**Instructions for the task**
Beginning with the line that contains "Question. Place a dot on every instance of the glass pane", transcribe every line through the end of the entries exactly as written, and reproduce nothing else.

##### Data supplied

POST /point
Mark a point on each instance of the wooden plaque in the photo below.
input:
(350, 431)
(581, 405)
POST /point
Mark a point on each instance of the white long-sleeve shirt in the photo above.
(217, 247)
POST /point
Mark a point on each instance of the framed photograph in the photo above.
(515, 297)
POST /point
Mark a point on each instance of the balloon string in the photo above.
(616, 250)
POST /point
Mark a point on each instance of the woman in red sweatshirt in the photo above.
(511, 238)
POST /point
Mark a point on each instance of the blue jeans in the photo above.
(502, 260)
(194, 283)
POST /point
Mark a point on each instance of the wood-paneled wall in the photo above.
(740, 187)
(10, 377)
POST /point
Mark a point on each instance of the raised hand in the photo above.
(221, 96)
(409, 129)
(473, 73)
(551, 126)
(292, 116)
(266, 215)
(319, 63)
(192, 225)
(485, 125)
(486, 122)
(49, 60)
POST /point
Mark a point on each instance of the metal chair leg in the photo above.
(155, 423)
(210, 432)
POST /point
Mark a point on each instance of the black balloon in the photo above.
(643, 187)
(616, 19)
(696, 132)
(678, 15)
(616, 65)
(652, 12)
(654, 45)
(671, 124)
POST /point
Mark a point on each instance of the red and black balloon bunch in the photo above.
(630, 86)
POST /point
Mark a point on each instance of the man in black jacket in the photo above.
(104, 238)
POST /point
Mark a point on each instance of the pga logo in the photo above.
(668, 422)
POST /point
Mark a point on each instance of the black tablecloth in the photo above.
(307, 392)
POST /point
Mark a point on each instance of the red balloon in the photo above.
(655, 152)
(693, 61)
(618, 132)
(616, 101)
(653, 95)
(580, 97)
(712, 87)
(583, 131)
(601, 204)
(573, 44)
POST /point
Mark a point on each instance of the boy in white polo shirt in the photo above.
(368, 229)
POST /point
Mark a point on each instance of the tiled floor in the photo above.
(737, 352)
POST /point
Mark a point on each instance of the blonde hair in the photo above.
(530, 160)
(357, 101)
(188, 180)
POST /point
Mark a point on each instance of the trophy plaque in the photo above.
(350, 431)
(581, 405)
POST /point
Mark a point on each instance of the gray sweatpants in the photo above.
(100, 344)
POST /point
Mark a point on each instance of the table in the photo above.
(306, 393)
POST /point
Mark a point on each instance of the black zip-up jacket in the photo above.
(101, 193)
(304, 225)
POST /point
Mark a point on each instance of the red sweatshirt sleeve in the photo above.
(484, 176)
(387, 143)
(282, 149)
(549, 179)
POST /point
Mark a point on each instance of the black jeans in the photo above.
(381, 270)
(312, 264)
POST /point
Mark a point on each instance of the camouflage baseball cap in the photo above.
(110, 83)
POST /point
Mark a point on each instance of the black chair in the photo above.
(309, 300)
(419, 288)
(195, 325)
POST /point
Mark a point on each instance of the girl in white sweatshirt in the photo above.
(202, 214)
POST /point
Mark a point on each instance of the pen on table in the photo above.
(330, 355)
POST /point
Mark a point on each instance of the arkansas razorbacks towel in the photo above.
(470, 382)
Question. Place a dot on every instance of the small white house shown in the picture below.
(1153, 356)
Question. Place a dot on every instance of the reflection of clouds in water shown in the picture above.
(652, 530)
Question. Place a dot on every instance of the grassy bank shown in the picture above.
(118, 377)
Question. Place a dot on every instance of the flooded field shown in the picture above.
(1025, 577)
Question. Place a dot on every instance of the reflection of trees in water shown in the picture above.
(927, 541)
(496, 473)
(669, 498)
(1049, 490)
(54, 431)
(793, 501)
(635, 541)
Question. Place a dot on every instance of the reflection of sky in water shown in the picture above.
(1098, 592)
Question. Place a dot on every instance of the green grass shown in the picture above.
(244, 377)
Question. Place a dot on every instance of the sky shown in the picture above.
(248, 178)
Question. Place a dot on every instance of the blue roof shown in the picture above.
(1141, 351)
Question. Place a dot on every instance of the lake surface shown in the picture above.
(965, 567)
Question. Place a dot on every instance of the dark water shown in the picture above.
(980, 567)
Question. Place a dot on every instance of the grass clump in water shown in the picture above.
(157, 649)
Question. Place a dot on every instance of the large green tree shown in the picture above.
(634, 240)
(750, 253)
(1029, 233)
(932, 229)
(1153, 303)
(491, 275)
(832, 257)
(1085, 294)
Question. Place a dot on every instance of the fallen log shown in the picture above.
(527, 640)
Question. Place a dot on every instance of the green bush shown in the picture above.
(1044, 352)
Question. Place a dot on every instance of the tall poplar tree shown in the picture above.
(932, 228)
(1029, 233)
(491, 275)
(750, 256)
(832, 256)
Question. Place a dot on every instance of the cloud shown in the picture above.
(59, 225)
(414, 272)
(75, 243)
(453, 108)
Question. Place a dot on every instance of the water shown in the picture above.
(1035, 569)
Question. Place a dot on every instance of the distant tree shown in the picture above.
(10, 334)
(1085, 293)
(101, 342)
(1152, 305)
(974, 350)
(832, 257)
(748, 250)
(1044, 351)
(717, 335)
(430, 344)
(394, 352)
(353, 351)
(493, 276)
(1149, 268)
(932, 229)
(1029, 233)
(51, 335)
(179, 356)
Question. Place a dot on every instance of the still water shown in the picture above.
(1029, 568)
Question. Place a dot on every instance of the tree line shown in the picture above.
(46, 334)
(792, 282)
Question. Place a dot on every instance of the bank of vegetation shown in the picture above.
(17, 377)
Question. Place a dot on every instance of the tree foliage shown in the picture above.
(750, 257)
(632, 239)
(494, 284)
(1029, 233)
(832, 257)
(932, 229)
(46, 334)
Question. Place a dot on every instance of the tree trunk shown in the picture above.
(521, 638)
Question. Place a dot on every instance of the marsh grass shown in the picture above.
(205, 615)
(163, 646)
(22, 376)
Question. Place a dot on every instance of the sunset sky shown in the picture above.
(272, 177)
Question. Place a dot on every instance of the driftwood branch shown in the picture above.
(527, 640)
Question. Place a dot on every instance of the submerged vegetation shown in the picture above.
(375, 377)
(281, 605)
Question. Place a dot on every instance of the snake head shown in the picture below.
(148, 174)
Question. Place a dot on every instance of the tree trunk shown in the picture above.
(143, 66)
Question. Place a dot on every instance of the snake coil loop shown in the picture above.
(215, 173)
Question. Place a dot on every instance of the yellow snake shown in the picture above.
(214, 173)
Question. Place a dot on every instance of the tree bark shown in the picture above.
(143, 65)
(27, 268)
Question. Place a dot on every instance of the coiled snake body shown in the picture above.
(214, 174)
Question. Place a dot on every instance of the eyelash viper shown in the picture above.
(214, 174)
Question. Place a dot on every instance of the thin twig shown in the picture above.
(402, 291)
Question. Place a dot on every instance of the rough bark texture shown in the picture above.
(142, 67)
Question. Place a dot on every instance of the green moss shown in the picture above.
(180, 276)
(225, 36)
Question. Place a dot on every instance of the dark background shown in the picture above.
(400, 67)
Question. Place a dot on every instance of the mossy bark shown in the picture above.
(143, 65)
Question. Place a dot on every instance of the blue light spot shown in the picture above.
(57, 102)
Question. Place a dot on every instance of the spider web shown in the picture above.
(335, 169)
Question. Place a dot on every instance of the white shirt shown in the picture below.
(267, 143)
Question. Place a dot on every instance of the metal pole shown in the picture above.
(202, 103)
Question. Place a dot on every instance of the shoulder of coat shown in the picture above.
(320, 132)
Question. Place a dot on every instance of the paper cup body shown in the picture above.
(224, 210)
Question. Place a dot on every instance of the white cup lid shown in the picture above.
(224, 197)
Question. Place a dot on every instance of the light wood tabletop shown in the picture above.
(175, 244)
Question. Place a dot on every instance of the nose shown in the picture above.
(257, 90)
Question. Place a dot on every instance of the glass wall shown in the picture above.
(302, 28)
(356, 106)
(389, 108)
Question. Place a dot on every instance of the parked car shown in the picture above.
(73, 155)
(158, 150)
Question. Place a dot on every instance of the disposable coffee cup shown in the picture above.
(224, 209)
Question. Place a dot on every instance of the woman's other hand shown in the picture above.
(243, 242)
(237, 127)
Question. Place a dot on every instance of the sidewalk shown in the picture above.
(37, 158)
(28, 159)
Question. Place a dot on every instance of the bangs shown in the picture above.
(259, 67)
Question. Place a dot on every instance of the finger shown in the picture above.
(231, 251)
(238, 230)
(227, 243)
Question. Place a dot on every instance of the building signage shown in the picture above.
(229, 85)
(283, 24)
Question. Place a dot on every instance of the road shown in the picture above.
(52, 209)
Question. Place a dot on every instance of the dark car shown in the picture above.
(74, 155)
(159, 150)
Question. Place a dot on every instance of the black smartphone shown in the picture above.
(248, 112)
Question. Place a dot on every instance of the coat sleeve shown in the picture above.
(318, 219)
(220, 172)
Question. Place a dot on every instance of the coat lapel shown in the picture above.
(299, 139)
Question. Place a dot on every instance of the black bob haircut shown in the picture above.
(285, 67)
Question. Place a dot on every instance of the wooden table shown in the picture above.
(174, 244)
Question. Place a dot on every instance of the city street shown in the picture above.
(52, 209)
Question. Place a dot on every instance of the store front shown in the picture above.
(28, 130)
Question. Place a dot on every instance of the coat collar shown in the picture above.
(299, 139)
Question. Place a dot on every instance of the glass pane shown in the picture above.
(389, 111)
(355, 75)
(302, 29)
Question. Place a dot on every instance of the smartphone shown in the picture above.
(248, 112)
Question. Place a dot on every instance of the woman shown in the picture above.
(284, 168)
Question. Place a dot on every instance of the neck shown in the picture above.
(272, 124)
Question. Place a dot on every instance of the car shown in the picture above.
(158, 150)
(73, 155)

##########

**Answer**
Question. Place a dot on every instance of the glass pane shown in the picture above.
(389, 111)
(355, 75)
(302, 29)
Question. Place a dot on every instance of the smartphone shown in the picture above.
(248, 112)
Question. Place a dot on every instance of the woman shown in the picture above.
(284, 168)
Question. Place a dot on every instance of the neck shown in the picture above.
(272, 124)
Question. Place a dot on every instance of the car shown in the picture above.
(158, 150)
(73, 155)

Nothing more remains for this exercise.